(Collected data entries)
········
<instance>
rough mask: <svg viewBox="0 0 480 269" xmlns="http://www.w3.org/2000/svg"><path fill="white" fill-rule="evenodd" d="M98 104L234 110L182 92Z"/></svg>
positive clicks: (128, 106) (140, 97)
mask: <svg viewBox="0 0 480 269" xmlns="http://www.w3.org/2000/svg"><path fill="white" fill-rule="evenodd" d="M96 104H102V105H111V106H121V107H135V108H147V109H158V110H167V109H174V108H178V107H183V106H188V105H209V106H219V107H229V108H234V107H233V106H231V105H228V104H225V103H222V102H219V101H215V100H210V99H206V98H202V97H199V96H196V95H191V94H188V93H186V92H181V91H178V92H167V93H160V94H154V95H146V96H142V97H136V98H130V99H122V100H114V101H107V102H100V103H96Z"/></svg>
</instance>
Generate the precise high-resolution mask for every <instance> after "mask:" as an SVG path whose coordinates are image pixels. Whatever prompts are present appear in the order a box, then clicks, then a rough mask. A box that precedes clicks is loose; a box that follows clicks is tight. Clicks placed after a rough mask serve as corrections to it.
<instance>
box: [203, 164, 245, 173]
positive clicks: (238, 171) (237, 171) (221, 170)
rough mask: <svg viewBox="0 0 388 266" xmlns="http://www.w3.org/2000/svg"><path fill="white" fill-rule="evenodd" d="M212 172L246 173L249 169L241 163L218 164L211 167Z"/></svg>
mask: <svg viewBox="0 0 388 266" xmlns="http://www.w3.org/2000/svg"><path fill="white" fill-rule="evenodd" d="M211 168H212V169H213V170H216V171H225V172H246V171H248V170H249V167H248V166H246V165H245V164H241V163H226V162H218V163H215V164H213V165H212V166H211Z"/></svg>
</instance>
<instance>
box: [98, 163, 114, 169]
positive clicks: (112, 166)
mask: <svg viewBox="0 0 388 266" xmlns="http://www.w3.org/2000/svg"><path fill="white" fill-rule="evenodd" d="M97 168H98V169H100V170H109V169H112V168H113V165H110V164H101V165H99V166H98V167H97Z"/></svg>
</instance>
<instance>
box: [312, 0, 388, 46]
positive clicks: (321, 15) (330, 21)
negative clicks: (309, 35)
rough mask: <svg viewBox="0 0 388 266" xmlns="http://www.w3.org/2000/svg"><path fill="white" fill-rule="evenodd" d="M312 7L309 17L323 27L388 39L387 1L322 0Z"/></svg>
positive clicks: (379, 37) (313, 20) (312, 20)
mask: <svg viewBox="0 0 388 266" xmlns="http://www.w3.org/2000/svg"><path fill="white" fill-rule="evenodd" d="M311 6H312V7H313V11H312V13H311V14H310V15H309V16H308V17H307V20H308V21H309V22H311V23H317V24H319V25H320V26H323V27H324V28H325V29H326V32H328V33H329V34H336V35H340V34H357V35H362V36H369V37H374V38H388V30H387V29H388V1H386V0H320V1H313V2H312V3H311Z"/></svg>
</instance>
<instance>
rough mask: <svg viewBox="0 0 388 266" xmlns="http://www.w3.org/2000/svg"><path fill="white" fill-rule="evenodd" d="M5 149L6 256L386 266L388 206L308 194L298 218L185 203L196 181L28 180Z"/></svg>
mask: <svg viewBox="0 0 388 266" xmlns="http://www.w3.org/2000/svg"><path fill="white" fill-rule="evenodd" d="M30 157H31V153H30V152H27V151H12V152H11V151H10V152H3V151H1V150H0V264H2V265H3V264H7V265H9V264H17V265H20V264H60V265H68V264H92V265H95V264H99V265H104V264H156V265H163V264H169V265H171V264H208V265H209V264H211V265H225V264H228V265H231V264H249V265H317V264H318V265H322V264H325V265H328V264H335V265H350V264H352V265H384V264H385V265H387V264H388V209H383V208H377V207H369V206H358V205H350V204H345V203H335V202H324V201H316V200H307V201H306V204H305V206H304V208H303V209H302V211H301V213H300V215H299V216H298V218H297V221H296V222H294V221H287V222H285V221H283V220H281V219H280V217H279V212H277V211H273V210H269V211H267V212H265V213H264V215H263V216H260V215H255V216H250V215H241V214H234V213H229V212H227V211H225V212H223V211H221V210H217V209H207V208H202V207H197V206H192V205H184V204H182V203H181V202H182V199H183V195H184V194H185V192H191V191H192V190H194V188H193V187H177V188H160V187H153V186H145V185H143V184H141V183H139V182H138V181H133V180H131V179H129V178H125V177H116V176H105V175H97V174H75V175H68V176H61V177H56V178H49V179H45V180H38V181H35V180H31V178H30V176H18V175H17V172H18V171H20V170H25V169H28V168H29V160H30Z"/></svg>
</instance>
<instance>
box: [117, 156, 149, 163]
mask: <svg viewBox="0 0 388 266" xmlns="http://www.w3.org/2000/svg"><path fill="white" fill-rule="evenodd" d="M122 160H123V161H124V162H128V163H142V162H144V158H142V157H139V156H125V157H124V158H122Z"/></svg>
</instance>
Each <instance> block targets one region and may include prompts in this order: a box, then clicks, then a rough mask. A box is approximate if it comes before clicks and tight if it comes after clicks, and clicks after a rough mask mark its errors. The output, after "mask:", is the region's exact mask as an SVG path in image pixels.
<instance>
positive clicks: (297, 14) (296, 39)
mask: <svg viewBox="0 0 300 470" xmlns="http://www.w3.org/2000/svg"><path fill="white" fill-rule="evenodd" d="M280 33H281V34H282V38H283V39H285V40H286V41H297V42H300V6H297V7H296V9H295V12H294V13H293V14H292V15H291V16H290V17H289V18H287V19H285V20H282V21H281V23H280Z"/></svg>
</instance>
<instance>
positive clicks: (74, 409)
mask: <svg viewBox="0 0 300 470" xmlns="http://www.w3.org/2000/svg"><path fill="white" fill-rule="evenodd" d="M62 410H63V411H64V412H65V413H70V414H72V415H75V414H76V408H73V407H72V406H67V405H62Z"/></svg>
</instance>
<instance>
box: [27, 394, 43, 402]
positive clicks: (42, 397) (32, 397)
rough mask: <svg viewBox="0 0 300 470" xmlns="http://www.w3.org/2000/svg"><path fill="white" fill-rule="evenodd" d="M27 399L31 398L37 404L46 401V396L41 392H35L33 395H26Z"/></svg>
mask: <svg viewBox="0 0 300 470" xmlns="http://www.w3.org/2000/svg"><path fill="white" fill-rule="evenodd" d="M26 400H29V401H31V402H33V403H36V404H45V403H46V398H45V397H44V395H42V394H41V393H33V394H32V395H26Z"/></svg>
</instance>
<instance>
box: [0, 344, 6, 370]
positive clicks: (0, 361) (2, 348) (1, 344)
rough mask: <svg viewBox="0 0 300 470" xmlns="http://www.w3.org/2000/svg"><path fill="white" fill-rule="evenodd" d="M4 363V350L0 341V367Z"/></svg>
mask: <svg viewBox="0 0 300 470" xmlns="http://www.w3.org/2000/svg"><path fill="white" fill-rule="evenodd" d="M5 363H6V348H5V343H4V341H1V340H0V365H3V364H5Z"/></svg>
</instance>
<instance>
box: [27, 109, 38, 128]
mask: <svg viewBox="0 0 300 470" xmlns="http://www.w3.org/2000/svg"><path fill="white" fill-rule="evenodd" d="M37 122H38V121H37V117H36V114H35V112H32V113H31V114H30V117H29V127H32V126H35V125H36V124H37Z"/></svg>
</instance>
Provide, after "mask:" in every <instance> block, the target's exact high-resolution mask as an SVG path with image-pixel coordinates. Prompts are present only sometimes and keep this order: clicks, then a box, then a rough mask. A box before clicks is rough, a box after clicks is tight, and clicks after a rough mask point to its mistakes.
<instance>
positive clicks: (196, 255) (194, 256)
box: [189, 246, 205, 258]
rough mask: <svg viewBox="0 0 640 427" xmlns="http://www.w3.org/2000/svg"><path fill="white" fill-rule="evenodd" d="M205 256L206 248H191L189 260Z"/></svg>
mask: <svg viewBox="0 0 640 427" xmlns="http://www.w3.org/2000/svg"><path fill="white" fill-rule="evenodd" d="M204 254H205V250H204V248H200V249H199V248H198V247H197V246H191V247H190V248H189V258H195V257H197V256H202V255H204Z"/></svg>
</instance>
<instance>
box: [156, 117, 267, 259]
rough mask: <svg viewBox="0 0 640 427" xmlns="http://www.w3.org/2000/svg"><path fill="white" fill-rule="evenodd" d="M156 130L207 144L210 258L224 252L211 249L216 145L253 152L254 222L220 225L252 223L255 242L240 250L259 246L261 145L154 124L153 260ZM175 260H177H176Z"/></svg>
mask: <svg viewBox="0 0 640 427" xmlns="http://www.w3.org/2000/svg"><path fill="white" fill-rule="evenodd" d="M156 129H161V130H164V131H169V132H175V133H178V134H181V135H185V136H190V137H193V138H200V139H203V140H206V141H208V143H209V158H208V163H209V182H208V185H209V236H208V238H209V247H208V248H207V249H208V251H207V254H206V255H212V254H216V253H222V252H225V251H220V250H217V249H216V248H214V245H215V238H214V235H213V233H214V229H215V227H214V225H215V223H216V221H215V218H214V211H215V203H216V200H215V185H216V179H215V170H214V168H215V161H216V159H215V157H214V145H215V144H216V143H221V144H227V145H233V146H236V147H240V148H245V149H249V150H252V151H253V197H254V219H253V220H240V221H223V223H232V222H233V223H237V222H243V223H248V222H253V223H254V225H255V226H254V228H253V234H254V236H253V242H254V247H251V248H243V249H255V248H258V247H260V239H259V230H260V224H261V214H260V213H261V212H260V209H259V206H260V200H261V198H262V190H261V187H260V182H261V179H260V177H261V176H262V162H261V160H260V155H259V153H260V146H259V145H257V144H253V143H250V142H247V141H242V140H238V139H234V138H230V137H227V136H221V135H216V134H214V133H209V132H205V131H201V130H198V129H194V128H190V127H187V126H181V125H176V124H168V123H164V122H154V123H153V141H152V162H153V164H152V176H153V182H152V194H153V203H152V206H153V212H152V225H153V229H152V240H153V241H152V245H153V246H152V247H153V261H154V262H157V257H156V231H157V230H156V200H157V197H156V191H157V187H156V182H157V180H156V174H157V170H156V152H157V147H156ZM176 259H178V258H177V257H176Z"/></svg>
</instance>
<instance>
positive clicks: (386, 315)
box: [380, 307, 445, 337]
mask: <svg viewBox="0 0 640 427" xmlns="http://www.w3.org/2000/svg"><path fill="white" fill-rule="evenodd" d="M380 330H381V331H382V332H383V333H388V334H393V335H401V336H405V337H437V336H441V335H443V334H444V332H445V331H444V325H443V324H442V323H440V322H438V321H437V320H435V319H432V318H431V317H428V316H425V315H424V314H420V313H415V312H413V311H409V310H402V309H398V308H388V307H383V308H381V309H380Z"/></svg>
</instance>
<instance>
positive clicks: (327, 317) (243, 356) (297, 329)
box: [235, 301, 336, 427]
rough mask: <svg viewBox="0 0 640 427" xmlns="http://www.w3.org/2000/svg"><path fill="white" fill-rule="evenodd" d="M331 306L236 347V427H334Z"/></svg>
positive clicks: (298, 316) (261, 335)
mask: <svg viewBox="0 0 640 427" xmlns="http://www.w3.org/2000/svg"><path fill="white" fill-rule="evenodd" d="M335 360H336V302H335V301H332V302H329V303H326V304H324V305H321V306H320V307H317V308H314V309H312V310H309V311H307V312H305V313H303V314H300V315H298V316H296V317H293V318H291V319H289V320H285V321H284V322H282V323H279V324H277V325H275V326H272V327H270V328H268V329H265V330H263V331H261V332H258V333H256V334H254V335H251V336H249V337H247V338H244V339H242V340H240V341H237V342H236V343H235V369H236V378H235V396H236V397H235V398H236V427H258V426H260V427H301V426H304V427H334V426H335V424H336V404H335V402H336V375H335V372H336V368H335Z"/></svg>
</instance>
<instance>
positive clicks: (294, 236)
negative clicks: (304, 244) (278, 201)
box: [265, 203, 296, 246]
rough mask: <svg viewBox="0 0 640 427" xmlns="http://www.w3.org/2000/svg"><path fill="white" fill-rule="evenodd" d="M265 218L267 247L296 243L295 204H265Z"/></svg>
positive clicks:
········
**Work to be completed**
Beginning at the line with "box: [203, 164, 245, 173]" and stopping after the line with "positive clicks: (238, 171)", please write out every line of the data above exactly and nothing else.

**Task solution**
box: [203, 164, 245, 173]
positive clicks: (238, 171) (237, 171) (221, 170)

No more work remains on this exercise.